**TASK DIRECTIONS:**
Copy out the material, requests included, starting at the line that contains "one marker per instance, written like [195,57]" and ending at its last line. Shift every coordinate in the answer points up by 44, and leave the sample points inside the requests unchanged.

**WORKING DATA:**

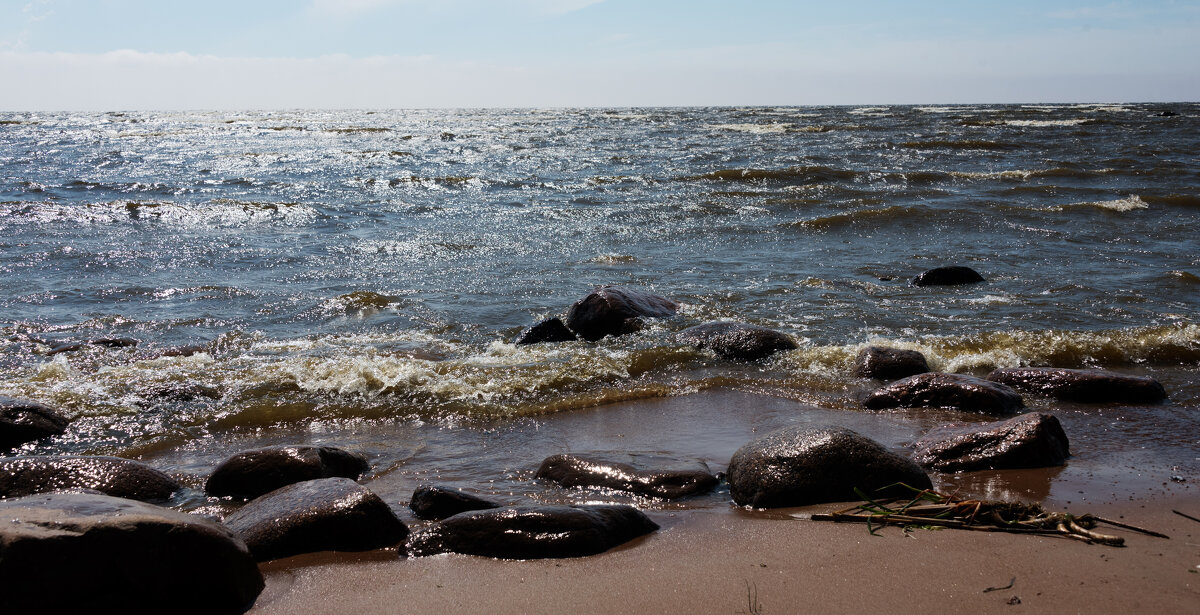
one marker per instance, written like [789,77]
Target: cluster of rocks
[99,524]
[94,521]
[1030,440]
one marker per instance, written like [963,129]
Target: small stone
[252,473]
[108,475]
[957,390]
[880,363]
[947,276]
[1031,440]
[549,330]
[737,341]
[669,484]
[799,465]
[1087,386]
[328,514]
[528,532]
[439,502]
[615,310]
[22,421]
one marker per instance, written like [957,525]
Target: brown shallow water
[1119,452]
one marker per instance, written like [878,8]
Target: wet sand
[772,562]
[714,557]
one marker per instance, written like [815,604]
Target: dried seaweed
[931,509]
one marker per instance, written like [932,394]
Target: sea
[186,285]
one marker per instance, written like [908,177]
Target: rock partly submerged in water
[328,514]
[1031,440]
[106,475]
[72,553]
[801,465]
[947,276]
[439,502]
[736,340]
[549,330]
[580,471]
[957,390]
[616,310]
[529,532]
[1091,386]
[252,473]
[881,363]
[23,421]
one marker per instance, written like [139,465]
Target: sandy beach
[749,562]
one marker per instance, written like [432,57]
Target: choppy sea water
[357,278]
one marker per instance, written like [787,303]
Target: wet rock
[1091,386]
[551,329]
[947,276]
[180,392]
[328,514]
[438,502]
[252,473]
[799,465]
[108,475]
[737,341]
[1031,440]
[935,389]
[23,421]
[105,342]
[880,363]
[615,310]
[580,471]
[71,553]
[528,532]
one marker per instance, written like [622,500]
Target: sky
[274,54]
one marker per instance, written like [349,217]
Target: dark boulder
[669,484]
[71,553]
[737,341]
[947,276]
[615,310]
[252,473]
[1092,386]
[880,363]
[22,421]
[528,532]
[438,502]
[108,475]
[551,329]
[1031,440]
[105,342]
[328,514]
[957,390]
[799,465]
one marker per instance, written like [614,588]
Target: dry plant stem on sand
[930,509]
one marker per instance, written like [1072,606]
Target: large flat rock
[76,553]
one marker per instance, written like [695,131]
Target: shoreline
[739,561]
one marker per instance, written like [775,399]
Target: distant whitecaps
[1074,121]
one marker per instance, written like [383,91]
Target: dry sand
[749,562]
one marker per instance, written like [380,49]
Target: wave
[808,174]
[969,144]
[1121,204]
[1176,199]
[881,215]
[1037,124]
[221,212]
[258,382]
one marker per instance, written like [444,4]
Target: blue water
[317,269]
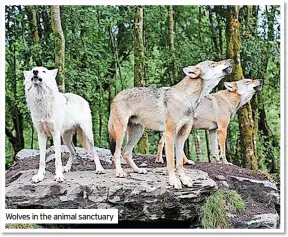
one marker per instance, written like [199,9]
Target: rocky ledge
[143,200]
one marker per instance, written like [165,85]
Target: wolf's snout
[229,61]
[259,87]
[228,64]
[36,80]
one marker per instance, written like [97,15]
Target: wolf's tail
[84,141]
[112,136]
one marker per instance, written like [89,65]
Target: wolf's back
[112,138]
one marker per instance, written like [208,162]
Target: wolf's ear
[26,73]
[53,72]
[192,71]
[231,86]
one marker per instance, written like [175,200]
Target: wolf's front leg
[169,148]
[59,177]
[42,146]
[180,140]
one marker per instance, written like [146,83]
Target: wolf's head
[40,78]
[211,74]
[246,88]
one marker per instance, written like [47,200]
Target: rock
[143,164]
[141,197]
[104,154]
[259,189]
[220,177]
[26,153]
[263,221]
[223,184]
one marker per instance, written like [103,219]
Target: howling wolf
[58,115]
[162,109]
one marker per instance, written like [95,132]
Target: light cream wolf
[162,109]
[57,114]
[214,114]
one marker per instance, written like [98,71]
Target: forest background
[101,50]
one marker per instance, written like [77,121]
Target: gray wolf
[58,115]
[215,112]
[162,109]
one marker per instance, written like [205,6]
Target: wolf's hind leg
[67,138]
[59,177]
[135,132]
[42,146]
[182,136]
[87,141]
[159,157]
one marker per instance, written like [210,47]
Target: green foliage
[214,211]
[99,62]
[21,226]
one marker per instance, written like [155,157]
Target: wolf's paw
[173,181]
[141,171]
[227,163]
[38,177]
[159,160]
[100,170]
[66,169]
[187,181]
[59,178]
[121,173]
[190,162]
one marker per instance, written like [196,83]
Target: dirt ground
[255,203]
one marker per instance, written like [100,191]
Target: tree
[246,123]
[172,65]
[59,44]
[139,65]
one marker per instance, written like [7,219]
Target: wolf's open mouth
[228,70]
[258,88]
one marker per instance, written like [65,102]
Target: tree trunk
[139,58]
[139,54]
[59,45]
[246,123]
[207,146]
[172,65]
[213,33]
[36,53]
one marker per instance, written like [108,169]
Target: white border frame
[147,2]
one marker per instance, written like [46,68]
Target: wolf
[162,109]
[58,115]
[215,112]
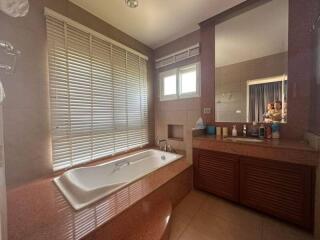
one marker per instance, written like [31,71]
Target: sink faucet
[165,145]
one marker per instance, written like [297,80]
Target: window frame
[178,72]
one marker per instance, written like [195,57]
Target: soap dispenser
[262,132]
[234,131]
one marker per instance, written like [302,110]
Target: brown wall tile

**SOLUTION FOR THIS TASK:**
one marker per instance, written like [195,57]
Target: soap dispenser
[306,176]
[278,175]
one marker per instance, written like [302,110]
Target: brown wall tile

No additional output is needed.